# Ziel der Übung
Schreiben Sie aus dem Textauszug über die Ankunft in Santiago den Abschnitt ab, der bei den Worten „Und dann also“ beginnt und nach den Worten „das mit einem?“ endet.

# Vorliegender Textauszug
· · · · · · ·

Und dann also Santiago. Für viele ist der Weg hier zu Ende, ich verabschiede mich von dem ein oder anderen bekannten Gesicht. Wir gehen in die Pilgermesse, der Weihrauch schwenkt neblig über unsere Köpfe, irgendwo unter uns liegt angeblich ein Apostel begraben.  Eine Nonne singt, es ist der ansprechende Teil der Messe, der Priester redet über Katholizismus.*

Was bedeutet es, in Santiago angekommen zu sein? Die plötzliche Erleuchtung beim Anblick der Kathedrale? Die Befreiung der Sünden beim Durchschreiten eines Tors? Das langerkämpfte Ende einer Reise? Was macht das mit einem?

· · · · · · ·

# Datensätze
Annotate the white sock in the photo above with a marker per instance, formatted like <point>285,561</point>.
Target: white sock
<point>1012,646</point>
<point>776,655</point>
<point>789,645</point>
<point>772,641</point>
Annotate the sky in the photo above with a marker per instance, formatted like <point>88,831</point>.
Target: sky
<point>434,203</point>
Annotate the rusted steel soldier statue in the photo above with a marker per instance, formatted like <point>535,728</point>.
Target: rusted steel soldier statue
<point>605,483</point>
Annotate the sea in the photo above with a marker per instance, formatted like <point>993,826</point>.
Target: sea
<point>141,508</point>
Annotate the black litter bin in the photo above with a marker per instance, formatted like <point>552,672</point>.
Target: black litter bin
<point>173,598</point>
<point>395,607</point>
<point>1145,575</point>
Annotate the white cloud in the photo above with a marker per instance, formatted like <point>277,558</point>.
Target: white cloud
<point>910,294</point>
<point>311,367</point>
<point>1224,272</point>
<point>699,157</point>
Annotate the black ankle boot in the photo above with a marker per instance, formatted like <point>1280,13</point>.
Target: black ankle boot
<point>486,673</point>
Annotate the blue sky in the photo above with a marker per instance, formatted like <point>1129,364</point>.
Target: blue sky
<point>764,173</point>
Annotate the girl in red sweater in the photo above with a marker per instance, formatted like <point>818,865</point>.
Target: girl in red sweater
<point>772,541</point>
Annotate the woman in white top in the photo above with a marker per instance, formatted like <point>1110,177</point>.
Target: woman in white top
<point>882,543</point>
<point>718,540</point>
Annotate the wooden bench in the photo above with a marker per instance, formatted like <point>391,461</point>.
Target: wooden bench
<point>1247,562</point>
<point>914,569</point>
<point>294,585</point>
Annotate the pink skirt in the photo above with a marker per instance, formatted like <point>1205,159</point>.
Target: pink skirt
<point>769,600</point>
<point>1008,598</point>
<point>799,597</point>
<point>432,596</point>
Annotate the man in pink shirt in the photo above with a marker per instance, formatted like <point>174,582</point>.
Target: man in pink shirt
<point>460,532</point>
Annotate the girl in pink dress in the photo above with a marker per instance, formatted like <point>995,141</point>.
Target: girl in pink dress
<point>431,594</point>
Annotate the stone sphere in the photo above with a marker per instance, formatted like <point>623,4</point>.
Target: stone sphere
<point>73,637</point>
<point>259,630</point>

· · · · · · ·

# Platz für Antwort
Und dann also Santiago. Für viele ist der Weg hier zu Ende, ich verabschiede mich von dem ein oder anderen bekannten Gesicht. Wir gehen in die Pilgermesse, der Weihrauch schwenkt neblig über unsere Köpfe, irgendwo unter uns liegt angeblich ein Apostel begraben.  Eine Nonne singt, es ist der ansprechende Teil der Messe, der Priester redet über Katholizismus.*

Was bedeutet es, in Santiago angekommen zu sein? Die plötzliche Erleuchtung beim Anblick der Kathedrale? Die Befreiung der Sünden beim Durchschreiten eines Tors? Das langerkämpfte Ende einer Reise? Was macht das mit einem?